Helaas, er kwam niks van terecht. De afgelopen anderhalf jaar zijn goed bestuur en goed burgerschap nog verder uit beeld geraakt. Goed besturen betekent berekenbaar zijn: langetermijnplannen maken die uitvoerbaar zijn en niet voortdurend worden gewijzigd. Van de kinderopvang tot de stikstofaanpak, van de spreidingswet tot de Lelylijn, op allerlei vlakken leek het kabinet verwikkeld in een kat-en-muisspel met zichzelf, zonder oog voor de burger.

Die burger, ondertussen, werd naar de mond gepraat maar niet voor vol aangezien. In het Kamerdebat was dat weinig anders. In plaats van hem aan te spreken als een heel mens, met wensen én verantwoordelijkheden, behoeften én een moreel kompas, benaderden de meeste politici hem als een zielig consumentje met een kale boterham in z’n hand. Iemand die alleen in zijn eigen hachje geïnteresseerd is, niet in zaken die het zelf overstijgen.

## OPDRACHTDOEL
Kun je de gegeven tekst in twee zinnen samenvatten?

## GEGEVEN RECORDS
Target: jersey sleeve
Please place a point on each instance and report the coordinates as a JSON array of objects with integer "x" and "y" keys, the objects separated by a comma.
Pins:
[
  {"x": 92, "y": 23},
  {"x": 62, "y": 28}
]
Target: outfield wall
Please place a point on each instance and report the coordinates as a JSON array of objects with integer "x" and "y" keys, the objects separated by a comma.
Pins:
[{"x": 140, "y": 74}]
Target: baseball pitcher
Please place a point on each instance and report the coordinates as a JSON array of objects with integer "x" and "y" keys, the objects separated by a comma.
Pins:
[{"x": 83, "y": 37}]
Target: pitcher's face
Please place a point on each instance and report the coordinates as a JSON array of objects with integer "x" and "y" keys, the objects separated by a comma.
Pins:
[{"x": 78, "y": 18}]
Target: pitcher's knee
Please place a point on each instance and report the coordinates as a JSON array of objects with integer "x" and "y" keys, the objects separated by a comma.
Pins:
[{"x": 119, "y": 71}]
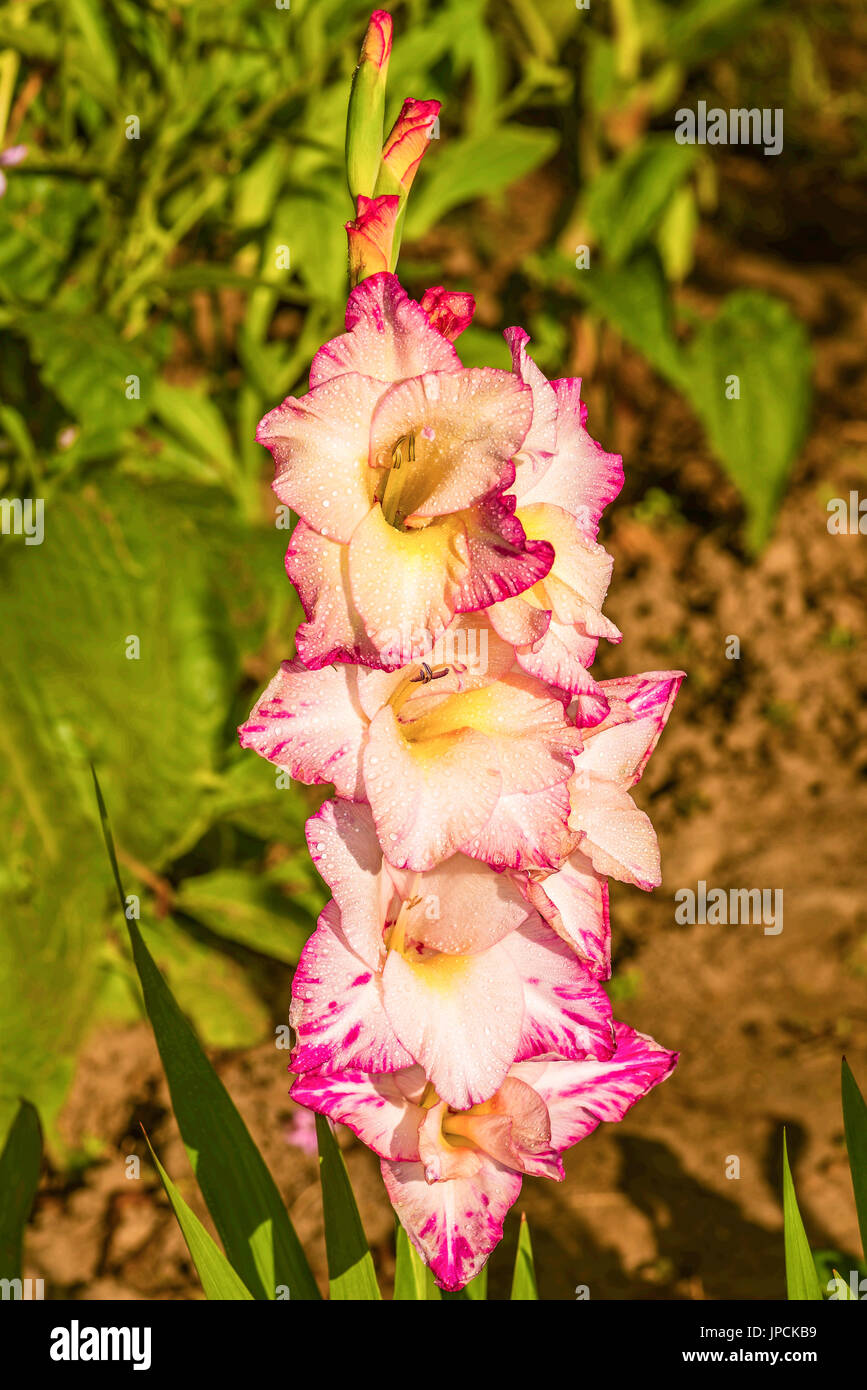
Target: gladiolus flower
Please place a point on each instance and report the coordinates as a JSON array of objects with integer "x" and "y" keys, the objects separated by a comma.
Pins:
[
  {"x": 398, "y": 462},
  {"x": 452, "y": 1176},
  {"x": 473, "y": 762},
  {"x": 612, "y": 831},
  {"x": 450, "y": 968}
]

## OPLOSSING
De afgelopen anderhalf jaar zijn goed bestuur en goed burgerschap verder uit beeld geraakt, want het kabinet leek op allerlei vlakken, van de kinderopvang tot de Lelylijn, verwikkeld in een kat-en-muisspel met zichzelf, zonder oog voor de burger. Ook in het Kamerdebat werd de burger naar de mond gepraat maar niet voor vol aangezien: de meeste politici benaderden hem niet als een heel mens met wensen en verantwoordelijkheden, maar als een zielig consumentje dat alleen in zijn eigen hachje geïnteresseerd is.